■ Work task 1 ■
Using the biography of David Hacker, explain in one to three sentences what position he holds that makes him faculty advisor for Highlands' student chapter of the Society of American Foresters.
■ Work task 2 ■
According to the biography of David Hacker, how many master's students has he supervised to completion of their theses?

■ Reading passage ■
------------------------

David Hacker, Ph.D.
Dr. Hacker has over thirty years experience researching forest resources throughout the United States. His work is widely published and he has presented numerous scientific papers at professional meetings nationwide. In his position as professor of forestry, he serves as the faculty advisor for Highlands’ student chapter of the Society of American Foresters. He holds a B.S. from Sul Ross State University, his M.S. from Texas A&M University-Commerce and a Ph.D. from Stephen F. Austin State University. He is both a Certified Forester® and a Certified Wildlife Biologist. Dr. Hacker served as an expert witness in several legal proceedings involving appraisal of alleged timber trespass violations. He has been honored with many awards from the U.S. Department of Agriculture, the U.S. Forest Service, the National Park Service, Highlands, and the Society of American Foresters. His teaching evaluations are among the best university-wide. To date, he has supervised twelve master’s students to completion of their theses and has served on scores of thesis committees.

------------------------

■ Recorded data ■
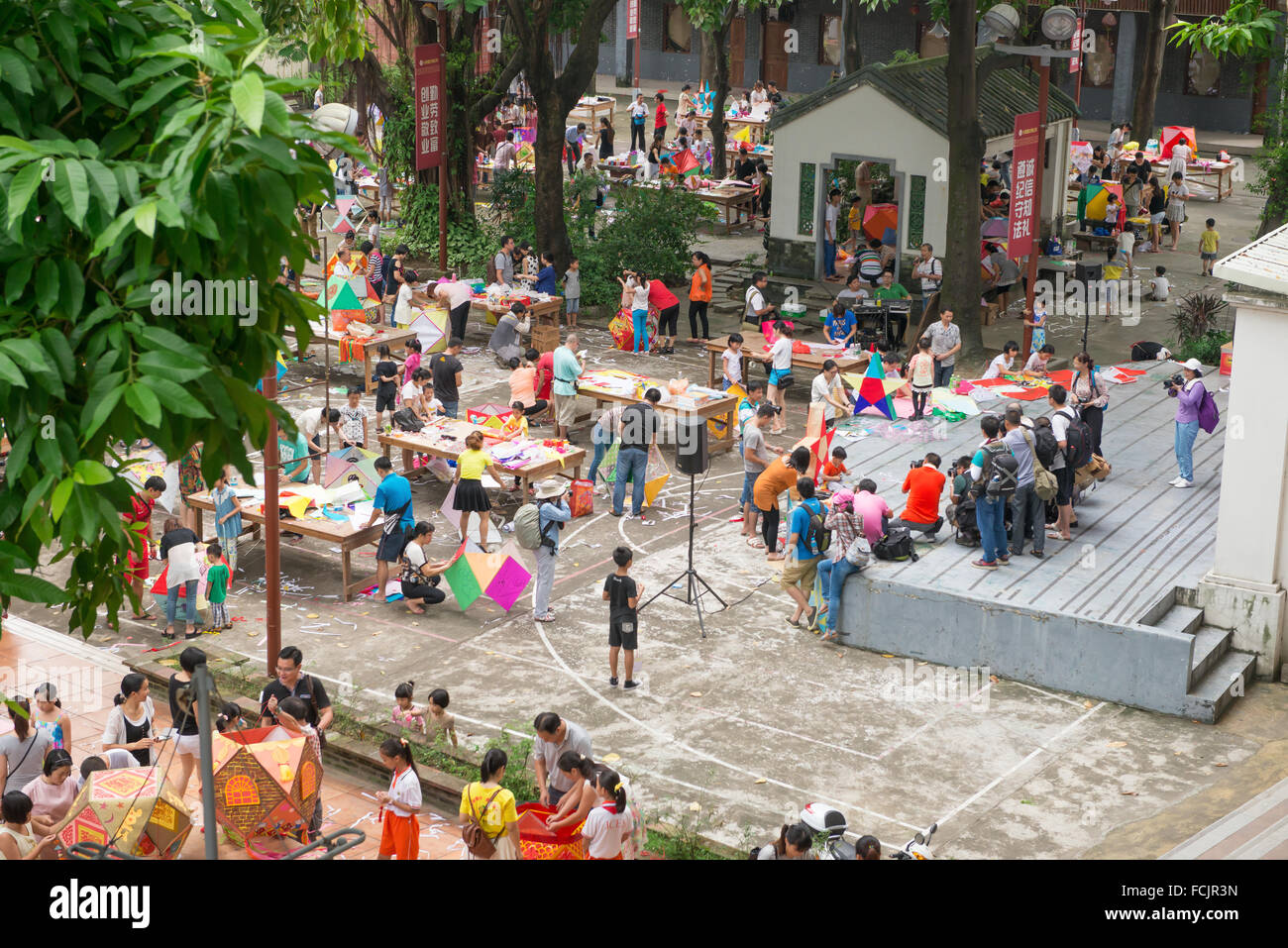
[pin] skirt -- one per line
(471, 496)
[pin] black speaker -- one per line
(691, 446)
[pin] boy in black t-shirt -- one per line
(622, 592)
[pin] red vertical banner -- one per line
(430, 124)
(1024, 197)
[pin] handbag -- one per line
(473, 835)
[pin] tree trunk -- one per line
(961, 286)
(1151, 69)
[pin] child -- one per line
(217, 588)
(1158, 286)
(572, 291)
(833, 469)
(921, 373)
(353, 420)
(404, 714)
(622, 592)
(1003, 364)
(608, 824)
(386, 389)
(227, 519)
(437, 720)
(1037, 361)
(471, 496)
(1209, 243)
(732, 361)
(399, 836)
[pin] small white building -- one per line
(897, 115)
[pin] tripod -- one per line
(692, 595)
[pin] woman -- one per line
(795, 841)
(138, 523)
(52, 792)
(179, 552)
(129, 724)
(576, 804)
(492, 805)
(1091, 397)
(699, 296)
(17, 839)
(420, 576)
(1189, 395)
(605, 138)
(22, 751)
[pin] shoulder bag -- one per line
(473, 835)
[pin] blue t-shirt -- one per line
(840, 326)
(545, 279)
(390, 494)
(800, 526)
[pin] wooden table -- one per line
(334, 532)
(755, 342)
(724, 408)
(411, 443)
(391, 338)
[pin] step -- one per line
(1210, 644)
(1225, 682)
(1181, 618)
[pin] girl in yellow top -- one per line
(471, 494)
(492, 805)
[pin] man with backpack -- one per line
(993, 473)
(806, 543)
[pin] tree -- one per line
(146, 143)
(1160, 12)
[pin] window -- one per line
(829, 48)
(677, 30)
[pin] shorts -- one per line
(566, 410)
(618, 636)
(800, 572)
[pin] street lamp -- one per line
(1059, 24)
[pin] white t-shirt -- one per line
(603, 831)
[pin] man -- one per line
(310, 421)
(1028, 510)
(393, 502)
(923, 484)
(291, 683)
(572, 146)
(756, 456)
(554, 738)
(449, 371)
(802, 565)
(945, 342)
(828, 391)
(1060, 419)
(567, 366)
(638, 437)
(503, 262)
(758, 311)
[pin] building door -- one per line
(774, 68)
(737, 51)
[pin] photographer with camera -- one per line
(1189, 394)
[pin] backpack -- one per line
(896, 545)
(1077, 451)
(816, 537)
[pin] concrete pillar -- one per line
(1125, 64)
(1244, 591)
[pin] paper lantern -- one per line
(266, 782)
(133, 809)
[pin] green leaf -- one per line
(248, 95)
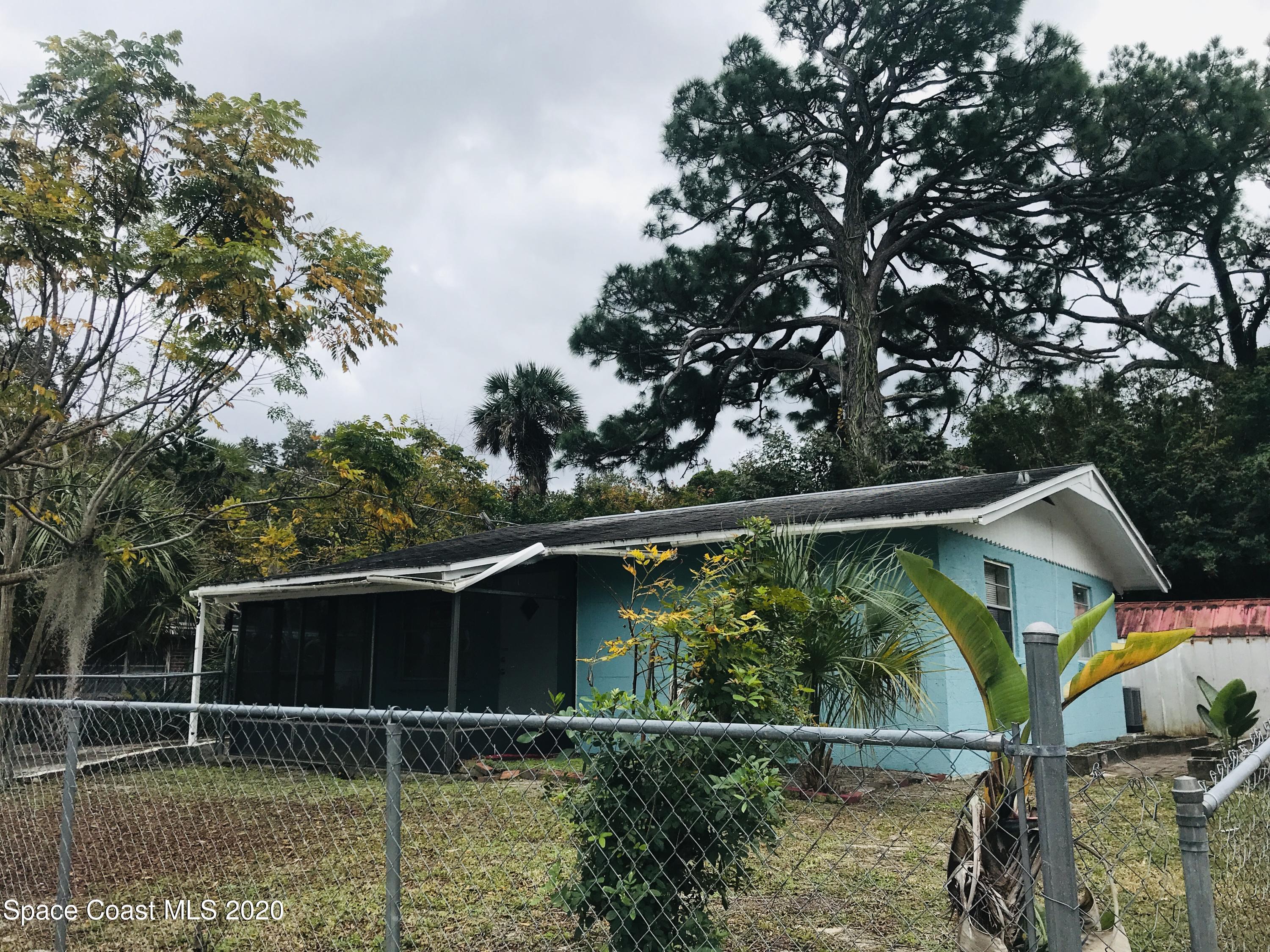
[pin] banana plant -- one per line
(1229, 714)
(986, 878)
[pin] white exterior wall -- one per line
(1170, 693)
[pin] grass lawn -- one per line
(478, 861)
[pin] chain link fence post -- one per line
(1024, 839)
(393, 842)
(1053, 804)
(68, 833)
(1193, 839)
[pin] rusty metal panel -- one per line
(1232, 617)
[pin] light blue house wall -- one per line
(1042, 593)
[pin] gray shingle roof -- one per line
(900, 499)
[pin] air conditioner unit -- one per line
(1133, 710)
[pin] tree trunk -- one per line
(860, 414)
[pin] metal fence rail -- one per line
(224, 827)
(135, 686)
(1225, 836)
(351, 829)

------------------------

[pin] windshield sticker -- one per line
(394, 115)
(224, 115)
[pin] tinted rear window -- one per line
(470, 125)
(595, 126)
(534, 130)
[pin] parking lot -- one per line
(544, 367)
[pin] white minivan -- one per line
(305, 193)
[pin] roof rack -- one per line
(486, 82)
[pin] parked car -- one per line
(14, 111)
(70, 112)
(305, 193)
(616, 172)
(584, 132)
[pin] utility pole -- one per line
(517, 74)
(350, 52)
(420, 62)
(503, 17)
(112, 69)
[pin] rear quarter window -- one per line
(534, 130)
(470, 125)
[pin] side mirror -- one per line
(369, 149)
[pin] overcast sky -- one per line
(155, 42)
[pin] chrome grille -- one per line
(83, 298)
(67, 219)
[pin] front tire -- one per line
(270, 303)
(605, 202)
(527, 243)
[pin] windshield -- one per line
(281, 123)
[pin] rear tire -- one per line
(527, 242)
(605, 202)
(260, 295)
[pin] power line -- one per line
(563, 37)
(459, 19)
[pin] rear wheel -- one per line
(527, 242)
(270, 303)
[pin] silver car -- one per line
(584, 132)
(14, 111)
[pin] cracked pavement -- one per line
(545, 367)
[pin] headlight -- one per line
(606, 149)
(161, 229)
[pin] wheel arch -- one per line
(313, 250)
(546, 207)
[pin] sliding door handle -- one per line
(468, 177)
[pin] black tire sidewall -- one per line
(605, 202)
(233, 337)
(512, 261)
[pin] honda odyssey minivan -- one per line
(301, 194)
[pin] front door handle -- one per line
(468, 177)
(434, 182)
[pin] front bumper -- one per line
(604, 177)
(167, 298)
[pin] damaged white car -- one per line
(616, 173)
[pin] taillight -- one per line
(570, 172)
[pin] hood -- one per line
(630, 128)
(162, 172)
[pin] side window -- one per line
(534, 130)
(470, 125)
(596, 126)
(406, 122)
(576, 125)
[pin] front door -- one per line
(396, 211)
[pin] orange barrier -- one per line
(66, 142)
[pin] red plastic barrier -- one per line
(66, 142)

------------------------

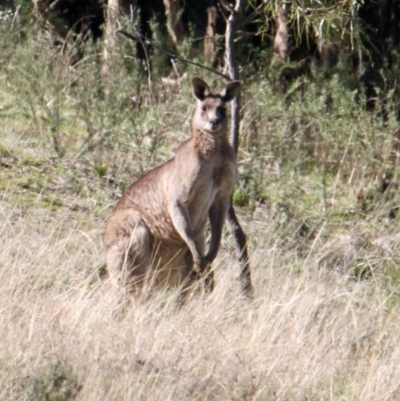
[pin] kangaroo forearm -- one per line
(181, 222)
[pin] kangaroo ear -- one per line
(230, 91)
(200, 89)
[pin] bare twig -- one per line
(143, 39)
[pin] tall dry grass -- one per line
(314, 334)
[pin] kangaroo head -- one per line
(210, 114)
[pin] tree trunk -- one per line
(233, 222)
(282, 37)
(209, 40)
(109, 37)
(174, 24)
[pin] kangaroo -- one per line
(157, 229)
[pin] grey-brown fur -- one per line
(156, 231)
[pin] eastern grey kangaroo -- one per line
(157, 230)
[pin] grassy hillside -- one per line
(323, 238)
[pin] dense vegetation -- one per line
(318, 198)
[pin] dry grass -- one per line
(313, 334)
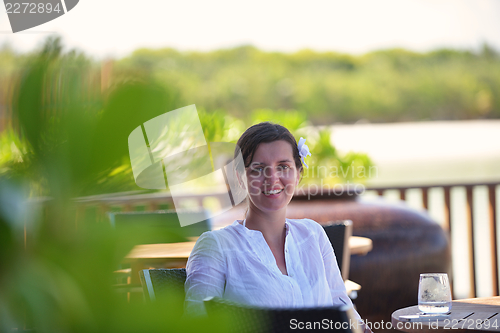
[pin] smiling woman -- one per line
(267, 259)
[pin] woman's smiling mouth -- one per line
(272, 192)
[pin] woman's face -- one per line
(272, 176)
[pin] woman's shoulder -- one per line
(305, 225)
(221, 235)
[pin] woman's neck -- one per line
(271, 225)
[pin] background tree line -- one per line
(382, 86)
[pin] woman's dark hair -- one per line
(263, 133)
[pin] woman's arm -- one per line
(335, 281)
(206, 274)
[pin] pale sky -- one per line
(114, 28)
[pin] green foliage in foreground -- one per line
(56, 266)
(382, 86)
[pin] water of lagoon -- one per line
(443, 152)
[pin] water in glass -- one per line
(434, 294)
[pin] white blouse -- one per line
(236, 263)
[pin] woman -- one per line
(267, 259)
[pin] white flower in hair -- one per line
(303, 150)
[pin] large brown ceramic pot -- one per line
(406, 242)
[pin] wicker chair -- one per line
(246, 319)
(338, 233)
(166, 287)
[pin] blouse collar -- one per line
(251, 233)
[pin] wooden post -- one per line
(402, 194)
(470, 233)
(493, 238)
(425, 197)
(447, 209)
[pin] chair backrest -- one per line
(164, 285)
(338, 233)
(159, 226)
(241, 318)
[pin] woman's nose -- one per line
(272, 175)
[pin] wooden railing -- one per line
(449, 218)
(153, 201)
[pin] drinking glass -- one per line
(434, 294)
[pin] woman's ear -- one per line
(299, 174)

------------------------

■ Response area 1 ■
He is faculty advisor in his position as professor of forestry. That role is the basis the biography gives for his advising Highlands' student chapter of the Society of American Foresters.

■ Response area 2 ■
Twelve.